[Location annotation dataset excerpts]
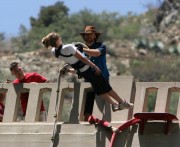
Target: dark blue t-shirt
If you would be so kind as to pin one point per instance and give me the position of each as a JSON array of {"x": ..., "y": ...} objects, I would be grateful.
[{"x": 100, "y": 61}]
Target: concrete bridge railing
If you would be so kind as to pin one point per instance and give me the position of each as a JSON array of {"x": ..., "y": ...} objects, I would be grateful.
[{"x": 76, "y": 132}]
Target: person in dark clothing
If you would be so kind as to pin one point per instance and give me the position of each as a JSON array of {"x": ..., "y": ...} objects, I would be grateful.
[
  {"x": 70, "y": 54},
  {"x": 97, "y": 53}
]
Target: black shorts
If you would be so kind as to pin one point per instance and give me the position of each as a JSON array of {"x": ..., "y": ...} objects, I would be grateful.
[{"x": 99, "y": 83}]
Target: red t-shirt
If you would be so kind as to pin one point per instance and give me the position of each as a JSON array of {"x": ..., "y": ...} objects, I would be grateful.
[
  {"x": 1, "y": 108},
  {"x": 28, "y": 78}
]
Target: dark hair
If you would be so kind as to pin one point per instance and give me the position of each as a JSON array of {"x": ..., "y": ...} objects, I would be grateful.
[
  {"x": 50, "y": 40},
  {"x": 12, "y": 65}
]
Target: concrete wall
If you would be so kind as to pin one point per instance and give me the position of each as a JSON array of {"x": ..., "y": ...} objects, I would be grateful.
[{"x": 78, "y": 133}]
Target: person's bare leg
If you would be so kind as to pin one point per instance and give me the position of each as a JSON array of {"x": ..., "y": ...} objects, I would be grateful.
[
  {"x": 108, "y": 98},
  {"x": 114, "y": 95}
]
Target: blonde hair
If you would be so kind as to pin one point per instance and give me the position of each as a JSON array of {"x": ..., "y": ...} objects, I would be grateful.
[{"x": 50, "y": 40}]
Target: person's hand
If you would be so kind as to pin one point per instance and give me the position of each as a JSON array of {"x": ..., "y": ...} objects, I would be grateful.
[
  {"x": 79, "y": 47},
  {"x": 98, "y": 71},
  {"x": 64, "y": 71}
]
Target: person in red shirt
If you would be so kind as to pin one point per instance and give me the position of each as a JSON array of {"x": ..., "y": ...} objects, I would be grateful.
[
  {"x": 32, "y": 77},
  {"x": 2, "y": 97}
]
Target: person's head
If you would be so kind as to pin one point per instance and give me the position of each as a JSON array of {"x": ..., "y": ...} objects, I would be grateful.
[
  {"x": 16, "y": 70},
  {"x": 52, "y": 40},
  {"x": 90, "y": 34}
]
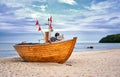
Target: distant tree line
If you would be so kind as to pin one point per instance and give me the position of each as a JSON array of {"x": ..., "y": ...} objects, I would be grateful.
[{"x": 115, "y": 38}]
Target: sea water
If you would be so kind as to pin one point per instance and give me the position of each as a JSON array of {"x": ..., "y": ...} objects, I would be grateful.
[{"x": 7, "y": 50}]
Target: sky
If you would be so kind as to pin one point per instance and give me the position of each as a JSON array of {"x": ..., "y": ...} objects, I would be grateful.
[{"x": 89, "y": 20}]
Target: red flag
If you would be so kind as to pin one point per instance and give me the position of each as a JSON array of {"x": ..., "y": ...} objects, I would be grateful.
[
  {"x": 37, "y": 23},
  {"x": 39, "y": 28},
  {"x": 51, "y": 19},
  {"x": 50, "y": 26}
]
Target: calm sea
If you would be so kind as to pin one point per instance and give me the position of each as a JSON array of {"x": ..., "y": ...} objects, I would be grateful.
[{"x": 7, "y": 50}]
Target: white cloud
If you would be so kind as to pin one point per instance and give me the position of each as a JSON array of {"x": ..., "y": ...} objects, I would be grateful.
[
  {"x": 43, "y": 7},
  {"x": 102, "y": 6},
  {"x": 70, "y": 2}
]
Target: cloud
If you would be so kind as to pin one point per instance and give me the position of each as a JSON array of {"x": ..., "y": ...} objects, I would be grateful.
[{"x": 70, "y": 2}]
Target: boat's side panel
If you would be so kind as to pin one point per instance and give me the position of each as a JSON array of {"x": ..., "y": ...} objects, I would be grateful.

==

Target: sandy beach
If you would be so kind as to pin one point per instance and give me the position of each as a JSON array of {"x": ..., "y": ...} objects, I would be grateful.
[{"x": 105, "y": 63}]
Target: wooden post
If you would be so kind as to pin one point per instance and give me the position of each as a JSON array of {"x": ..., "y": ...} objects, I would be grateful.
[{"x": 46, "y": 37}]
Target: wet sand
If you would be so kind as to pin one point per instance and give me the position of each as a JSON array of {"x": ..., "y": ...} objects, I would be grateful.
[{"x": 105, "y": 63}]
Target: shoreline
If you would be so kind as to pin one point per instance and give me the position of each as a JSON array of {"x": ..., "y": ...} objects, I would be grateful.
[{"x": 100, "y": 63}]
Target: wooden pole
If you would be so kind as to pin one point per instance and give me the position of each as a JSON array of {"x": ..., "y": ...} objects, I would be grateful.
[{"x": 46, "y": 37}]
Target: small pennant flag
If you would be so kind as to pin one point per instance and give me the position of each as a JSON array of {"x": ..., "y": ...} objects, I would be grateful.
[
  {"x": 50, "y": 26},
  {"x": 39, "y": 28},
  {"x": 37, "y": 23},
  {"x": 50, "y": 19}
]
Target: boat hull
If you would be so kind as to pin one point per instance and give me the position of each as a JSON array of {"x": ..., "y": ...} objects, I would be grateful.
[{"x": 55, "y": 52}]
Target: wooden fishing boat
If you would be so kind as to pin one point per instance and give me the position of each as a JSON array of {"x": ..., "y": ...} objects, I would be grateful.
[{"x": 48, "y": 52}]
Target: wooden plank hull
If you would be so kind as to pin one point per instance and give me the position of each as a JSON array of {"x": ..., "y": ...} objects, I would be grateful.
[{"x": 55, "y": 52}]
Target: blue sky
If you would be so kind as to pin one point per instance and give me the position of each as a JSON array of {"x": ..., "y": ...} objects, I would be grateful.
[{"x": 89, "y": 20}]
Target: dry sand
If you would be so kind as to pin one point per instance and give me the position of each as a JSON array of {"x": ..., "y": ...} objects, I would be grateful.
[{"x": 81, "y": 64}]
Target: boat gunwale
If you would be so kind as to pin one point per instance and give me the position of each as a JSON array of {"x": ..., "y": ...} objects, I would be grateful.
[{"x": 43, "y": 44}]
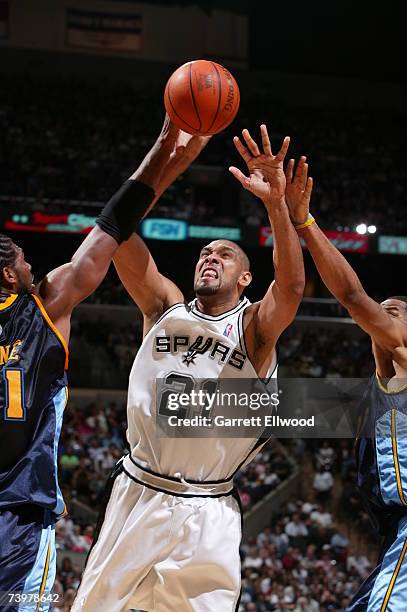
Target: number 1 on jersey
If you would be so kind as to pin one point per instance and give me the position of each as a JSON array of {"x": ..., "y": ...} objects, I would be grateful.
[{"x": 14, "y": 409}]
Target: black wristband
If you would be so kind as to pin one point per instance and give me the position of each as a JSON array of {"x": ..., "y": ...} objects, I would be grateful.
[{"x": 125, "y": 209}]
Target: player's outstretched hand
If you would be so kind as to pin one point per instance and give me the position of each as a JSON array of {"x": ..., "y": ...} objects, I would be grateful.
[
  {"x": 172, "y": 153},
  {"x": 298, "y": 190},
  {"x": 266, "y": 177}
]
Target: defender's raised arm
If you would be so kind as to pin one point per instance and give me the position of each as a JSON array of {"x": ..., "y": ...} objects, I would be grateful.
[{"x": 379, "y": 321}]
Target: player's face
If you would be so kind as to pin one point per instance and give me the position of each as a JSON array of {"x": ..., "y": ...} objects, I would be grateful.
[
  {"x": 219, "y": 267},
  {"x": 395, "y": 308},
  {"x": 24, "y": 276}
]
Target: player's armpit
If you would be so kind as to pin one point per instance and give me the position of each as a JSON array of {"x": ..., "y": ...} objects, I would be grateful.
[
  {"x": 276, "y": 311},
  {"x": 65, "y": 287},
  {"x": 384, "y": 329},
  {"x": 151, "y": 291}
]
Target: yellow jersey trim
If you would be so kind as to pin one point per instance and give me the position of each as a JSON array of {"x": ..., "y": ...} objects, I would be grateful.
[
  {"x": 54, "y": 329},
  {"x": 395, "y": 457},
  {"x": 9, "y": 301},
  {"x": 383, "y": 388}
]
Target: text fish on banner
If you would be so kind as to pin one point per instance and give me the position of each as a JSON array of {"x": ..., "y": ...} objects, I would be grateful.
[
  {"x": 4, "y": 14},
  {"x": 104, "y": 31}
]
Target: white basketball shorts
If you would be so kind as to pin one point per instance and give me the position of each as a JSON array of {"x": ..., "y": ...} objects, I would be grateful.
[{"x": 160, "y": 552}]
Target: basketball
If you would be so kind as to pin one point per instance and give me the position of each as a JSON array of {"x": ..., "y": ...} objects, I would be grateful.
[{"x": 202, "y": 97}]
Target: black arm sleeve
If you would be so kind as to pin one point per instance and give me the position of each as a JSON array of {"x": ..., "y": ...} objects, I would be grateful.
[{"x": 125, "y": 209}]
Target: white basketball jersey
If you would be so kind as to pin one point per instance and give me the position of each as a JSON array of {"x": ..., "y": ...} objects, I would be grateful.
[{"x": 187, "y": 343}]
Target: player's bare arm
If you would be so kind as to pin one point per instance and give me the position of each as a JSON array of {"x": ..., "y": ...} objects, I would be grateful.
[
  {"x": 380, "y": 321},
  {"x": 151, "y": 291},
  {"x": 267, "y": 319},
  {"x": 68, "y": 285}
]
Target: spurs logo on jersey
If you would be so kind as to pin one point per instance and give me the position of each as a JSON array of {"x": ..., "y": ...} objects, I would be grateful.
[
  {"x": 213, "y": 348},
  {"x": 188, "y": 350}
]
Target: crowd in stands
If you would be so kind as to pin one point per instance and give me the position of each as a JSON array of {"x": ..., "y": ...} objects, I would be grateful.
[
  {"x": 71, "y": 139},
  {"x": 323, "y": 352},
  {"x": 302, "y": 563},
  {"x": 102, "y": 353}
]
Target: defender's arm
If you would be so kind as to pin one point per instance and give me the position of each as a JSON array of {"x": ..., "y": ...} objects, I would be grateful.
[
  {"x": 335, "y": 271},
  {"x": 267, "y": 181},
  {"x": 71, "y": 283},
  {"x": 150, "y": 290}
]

* * *

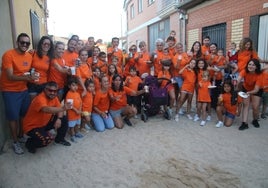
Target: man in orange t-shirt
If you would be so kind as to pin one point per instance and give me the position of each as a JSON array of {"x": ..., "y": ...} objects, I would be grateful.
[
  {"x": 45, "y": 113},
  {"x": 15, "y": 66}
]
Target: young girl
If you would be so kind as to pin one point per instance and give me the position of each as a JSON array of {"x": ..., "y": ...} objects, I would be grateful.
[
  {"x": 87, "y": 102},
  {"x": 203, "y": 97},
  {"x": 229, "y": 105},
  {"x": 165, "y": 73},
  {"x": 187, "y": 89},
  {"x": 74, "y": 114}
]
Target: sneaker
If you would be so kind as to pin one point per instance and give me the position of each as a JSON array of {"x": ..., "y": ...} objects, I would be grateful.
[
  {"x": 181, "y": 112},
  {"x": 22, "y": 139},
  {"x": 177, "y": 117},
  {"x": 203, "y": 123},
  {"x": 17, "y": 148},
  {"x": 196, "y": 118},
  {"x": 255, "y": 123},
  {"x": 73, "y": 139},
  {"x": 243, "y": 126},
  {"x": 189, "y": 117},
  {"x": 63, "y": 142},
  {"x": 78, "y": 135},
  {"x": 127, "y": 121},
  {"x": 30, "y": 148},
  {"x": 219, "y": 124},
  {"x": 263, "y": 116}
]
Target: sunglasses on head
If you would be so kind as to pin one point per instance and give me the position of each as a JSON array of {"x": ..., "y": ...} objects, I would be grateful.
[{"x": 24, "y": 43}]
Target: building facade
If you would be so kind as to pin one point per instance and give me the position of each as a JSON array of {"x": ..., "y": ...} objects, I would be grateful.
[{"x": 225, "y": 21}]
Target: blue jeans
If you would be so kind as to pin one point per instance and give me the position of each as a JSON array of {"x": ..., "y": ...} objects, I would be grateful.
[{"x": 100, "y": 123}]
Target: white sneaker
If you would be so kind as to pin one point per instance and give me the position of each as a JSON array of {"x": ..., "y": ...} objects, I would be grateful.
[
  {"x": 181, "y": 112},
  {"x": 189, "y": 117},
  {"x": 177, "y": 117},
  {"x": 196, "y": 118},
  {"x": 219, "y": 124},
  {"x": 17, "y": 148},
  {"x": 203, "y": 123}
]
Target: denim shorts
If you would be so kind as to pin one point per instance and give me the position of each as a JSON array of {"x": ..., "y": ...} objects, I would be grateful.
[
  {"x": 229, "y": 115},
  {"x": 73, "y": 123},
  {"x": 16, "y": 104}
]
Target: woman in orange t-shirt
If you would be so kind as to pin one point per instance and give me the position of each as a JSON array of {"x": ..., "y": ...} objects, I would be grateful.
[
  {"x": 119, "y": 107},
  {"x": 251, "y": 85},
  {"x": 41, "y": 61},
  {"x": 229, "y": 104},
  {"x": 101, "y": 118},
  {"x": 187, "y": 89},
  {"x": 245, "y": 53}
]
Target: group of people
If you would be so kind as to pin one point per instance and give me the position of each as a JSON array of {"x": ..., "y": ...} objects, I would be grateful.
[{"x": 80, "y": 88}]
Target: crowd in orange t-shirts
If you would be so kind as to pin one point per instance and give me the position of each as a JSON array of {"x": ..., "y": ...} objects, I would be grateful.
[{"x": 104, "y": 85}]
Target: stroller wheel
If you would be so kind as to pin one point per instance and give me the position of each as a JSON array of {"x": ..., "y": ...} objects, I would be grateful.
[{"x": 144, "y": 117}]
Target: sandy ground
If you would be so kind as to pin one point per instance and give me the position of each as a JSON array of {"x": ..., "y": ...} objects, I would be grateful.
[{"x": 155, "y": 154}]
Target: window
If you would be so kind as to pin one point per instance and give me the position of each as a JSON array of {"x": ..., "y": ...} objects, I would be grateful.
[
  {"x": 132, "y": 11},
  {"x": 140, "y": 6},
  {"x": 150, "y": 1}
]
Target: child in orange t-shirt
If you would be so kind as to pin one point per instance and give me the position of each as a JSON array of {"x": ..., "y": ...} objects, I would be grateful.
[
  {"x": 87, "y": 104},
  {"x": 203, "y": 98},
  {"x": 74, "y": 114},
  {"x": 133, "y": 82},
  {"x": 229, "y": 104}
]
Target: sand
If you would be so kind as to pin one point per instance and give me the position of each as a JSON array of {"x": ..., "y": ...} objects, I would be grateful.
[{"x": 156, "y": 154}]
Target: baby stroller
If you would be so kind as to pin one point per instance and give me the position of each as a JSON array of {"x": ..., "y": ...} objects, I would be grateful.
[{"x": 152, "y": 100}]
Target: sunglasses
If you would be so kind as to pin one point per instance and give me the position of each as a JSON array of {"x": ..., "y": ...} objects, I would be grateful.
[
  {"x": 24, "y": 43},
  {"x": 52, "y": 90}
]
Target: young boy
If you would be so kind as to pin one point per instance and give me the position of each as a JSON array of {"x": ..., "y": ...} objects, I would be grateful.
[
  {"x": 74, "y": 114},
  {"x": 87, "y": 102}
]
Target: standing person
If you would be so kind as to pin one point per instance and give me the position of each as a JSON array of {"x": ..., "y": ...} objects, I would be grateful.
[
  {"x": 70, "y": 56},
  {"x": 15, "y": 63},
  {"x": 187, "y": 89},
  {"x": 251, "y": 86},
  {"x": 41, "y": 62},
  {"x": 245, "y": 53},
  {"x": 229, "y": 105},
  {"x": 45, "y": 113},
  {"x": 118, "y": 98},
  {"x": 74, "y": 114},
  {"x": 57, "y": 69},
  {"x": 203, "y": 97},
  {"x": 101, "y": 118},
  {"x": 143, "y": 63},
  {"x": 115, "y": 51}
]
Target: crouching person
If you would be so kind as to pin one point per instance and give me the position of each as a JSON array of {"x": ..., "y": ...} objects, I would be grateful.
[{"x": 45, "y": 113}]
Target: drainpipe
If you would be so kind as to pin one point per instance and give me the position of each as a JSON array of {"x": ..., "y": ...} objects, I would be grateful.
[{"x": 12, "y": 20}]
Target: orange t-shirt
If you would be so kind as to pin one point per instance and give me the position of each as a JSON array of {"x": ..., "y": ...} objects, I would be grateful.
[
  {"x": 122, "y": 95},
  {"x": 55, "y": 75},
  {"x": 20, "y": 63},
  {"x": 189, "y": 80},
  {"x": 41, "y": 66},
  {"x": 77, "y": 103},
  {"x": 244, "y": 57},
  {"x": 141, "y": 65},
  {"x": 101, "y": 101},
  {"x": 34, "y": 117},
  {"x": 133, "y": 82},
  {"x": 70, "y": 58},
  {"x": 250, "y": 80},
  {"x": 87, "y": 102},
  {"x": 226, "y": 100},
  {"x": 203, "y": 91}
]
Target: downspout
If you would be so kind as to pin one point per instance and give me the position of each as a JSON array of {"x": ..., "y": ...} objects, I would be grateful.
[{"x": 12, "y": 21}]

◆ REQUIREMENT ◆
Gather every line of the listing that contains the string "bare" and copy each one out. Treat the match as case-sensitive.

◆ OUTPUT OF THE EXERCISE ◆
Target: person's bare leg
Target: player's bare arm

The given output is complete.